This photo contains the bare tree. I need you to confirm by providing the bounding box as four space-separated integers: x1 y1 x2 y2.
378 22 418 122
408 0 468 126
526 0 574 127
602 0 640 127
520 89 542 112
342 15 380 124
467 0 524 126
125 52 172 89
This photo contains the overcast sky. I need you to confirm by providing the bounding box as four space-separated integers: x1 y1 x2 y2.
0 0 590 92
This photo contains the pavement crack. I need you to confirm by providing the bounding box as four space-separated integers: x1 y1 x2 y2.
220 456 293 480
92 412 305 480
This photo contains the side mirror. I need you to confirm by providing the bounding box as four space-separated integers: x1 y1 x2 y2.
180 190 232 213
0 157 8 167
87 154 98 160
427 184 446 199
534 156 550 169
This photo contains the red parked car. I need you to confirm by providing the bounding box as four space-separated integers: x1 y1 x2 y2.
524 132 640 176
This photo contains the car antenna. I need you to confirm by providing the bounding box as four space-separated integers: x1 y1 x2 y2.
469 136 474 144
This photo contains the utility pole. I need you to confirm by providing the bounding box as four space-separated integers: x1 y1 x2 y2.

:::

Reproduce exactly every line between the line with "This photo contains the red" and the last line of the records above, both included.

**Completed exercise**
This photo contains the red parked car. I need you to confirm by providing the bounding box as four space-separated integers: x1 y1 x2 y2.
524 132 640 176
This photo contains the car antenna. I need you to confirm by providing the bounding box as four space-separated integers: x1 y1 x2 y2.
469 136 474 144
This photo contains the utility pole. I need you to confirm by providing the bounding box as four space-separated integers: x1 y1 x2 y2.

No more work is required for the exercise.